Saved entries
• • • •
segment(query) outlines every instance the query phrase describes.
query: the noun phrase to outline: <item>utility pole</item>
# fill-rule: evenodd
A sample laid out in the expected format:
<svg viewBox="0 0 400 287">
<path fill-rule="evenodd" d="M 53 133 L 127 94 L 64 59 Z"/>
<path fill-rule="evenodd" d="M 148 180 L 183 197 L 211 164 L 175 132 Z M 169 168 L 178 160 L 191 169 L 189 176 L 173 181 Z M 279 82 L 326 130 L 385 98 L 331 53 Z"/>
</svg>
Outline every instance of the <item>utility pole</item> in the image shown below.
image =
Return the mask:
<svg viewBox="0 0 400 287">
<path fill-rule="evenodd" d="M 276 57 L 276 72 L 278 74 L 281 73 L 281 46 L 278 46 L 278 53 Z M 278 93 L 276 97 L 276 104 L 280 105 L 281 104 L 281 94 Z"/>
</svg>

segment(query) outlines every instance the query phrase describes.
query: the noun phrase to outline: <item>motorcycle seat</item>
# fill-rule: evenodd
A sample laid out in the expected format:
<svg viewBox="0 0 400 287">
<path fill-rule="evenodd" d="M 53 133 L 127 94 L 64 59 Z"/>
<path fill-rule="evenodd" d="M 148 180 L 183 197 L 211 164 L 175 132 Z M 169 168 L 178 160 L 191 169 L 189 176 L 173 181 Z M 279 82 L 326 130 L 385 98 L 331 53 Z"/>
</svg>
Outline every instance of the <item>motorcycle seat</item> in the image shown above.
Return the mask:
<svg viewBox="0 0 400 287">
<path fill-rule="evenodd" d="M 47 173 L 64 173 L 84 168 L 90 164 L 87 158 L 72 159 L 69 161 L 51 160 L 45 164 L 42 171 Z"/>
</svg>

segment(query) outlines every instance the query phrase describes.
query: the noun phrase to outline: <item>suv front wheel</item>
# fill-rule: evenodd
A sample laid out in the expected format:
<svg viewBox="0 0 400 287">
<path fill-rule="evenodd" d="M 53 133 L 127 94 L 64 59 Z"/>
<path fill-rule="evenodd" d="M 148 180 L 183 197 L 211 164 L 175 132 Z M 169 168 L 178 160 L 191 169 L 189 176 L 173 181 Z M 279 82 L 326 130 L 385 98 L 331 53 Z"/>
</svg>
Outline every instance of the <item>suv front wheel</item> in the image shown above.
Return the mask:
• • • •
# Problem:
Copy out every record again, letter for letter.

# Written solution:
segment(query) outlines every instance the query phrase describes.
query: the noun phrase to outline: <item>utility pole</item>
# fill-rule: evenodd
A sample laid out in the expected format:
<svg viewBox="0 0 400 287">
<path fill-rule="evenodd" d="M 53 133 L 127 94 L 64 59 Z"/>
<path fill-rule="evenodd" d="M 148 180 L 183 197 L 211 164 L 175 132 Z M 169 168 L 178 160 L 191 169 L 189 176 L 173 181 Z M 279 82 L 326 130 L 385 98 L 331 53 Z"/>
</svg>
Outline every instance of the <item>utility pole</item> in the image shown below.
image =
Return the mask:
<svg viewBox="0 0 400 287">
<path fill-rule="evenodd" d="M 276 57 L 276 72 L 278 74 L 281 73 L 281 46 L 278 46 L 278 53 Z M 278 93 L 276 97 L 276 104 L 280 105 L 281 104 L 281 94 Z"/>
</svg>

segment(query) outlines every instance the query phrase describes.
query: the noun phrase to outline: <item>motorcycle seat</item>
# fill-rule: evenodd
A sample laid out in the expected format:
<svg viewBox="0 0 400 287">
<path fill-rule="evenodd" d="M 53 133 L 127 94 L 64 59 Z"/>
<path fill-rule="evenodd" d="M 148 180 L 183 197 L 211 164 L 175 132 Z M 169 168 L 178 160 L 191 169 L 189 176 L 173 181 Z M 279 82 L 326 130 L 385 98 L 331 53 Z"/>
</svg>
Outline every instance of the <item>motorcycle seat</item> in the image shown above.
Return the mask:
<svg viewBox="0 0 400 287">
<path fill-rule="evenodd" d="M 47 173 L 64 173 L 84 168 L 90 164 L 87 158 L 72 159 L 69 161 L 51 160 L 45 164 L 42 171 Z"/>
</svg>

segment(query) outlines every instance the query phrase describes.
query: the noun phrase to outline: <item>suv front wheel</item>
# fill-rule: evenodd
A sample laid out in the expected format:
<svg viewBox="0 0 400 287">
<path fill-rule="evenodd" d="M 53 133 L 127 94 L 64 59 Z"/>
<path fill-rule="evenodd" d="M 148 180 L 183 197 L 211 164 L 175 132 Z M 169 168 L 178 160 L 191 169 L 189 176 L 173 181 Z M 279 82 L 326 130 L 385 98 L 331 53 Z"/>
</svg>
Outline every instance of the <item>suv front wheel</item> in the image shown above.
Return the mask:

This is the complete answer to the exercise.